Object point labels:

----------------

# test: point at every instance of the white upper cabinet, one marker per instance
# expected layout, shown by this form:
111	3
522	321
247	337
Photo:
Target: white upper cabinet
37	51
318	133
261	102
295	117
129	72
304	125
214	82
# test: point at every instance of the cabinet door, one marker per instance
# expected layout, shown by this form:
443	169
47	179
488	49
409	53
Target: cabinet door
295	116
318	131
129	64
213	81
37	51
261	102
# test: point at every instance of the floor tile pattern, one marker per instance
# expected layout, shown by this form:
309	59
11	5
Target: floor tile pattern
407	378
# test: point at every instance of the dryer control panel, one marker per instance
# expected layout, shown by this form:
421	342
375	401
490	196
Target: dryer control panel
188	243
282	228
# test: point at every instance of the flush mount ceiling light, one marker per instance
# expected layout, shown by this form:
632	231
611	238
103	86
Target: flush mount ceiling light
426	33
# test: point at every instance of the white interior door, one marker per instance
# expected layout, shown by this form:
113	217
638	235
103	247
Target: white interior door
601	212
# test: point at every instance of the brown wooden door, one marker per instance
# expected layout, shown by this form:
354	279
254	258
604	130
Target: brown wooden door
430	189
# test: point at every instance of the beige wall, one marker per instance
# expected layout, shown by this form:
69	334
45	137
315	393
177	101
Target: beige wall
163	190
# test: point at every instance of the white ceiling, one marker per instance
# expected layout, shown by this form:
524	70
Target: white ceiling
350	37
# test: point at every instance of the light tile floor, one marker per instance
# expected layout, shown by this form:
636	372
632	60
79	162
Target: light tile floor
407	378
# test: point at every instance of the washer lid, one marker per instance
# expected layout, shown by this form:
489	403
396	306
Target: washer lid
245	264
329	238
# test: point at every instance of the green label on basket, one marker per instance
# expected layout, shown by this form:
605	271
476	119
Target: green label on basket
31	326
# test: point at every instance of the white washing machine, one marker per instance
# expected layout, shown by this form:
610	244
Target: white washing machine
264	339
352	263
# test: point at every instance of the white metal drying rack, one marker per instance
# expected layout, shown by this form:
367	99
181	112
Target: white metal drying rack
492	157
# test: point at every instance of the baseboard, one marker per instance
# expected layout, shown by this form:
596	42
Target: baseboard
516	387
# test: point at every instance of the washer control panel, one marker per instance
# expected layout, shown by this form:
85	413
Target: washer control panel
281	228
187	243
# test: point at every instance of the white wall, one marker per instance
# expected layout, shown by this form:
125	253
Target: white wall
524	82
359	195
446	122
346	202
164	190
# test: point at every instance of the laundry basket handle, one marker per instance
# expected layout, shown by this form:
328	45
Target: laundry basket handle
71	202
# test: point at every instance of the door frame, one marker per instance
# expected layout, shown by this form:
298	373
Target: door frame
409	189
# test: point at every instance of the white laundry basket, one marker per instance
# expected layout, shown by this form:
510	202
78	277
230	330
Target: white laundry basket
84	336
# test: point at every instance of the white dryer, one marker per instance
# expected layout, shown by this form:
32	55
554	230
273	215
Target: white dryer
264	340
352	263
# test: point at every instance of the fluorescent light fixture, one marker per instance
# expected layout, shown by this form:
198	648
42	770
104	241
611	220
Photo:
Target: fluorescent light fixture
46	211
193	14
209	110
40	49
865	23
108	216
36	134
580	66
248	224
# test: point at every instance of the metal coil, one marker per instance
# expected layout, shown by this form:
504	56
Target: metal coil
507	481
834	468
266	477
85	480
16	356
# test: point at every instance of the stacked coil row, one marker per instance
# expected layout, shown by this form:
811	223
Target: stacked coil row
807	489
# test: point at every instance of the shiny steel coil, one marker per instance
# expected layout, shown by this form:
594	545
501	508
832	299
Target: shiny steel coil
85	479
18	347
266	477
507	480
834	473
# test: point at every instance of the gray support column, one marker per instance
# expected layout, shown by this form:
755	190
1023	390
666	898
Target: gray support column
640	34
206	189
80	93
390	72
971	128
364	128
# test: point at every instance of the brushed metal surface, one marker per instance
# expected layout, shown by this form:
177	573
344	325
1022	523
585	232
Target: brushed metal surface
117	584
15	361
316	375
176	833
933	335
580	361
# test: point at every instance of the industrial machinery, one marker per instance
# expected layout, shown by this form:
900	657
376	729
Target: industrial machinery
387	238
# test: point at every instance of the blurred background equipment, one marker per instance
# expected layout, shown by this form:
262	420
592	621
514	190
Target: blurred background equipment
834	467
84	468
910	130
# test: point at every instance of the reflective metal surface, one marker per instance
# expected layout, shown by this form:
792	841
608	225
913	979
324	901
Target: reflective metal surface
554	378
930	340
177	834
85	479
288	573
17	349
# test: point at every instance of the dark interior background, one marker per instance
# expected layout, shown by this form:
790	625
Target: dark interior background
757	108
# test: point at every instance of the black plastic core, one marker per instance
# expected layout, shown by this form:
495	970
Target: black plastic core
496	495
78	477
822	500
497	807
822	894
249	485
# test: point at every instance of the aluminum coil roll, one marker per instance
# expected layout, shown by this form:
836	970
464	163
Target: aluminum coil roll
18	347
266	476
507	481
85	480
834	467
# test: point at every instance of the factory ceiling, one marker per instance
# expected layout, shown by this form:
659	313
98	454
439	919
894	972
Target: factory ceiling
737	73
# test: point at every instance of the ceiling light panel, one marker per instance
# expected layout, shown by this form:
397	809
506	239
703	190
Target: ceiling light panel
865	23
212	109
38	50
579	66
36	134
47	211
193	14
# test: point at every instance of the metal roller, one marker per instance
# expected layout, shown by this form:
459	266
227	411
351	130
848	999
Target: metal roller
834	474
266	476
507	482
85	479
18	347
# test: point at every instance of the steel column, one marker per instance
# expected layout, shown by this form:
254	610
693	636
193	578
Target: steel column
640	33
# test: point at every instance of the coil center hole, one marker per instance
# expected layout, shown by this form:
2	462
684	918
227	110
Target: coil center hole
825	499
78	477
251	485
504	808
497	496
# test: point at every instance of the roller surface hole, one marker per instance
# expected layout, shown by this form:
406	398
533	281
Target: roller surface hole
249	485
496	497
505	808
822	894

----------------

Written problem
Extract the data lines from the one containing "# test: point at every instance of the roller" through the final line of the data, reproducing each line unchanged.

Complete output
# test: point at every instance of the roller surface hole, one marker per instance
# expected layout, shown by this form:
406	398
533	281
Target: roller surface hole
249	485
496	497
505	808
822	894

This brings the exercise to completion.